WHAT TO PRODUCE => Could you write out the whole listing exactly as it appears?
BEGIN
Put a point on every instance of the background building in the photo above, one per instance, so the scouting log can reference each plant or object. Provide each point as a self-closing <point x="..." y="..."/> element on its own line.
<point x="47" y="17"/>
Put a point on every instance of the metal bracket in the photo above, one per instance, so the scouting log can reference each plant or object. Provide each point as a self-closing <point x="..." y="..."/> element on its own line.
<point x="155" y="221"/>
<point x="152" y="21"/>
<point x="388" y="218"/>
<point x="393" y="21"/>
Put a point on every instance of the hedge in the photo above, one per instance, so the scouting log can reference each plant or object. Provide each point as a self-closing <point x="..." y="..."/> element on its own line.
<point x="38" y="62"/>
END
OUTPUT OF THE TASK =>
Put a point on every instance of the background building in the photo above, one per instance, so the scouting log can reference each plant or object. Provide each point as a self-closing <point x="..." y="..."/> element on its own line.
<point x="47" y="17"/>
Put a point on every instance of the metal bracket in the photo above, one per instance, so the scouting log can reference each plant or object. Provide each point as a self-closing <point x="..." y="..."/> element on its own line.
<point x="155" y="221"/>
<point x="152" y="21"/>
<point x="388" y="218"/>
<point x="393" y="21"/>
Put a point on every instance of the hedge in the photo above, one per instance, so the scouting log can reference each plant or object. Provide each point as a self-closing <point x="..." y="..."/> element on its own line.
<point x="38" y="62"/>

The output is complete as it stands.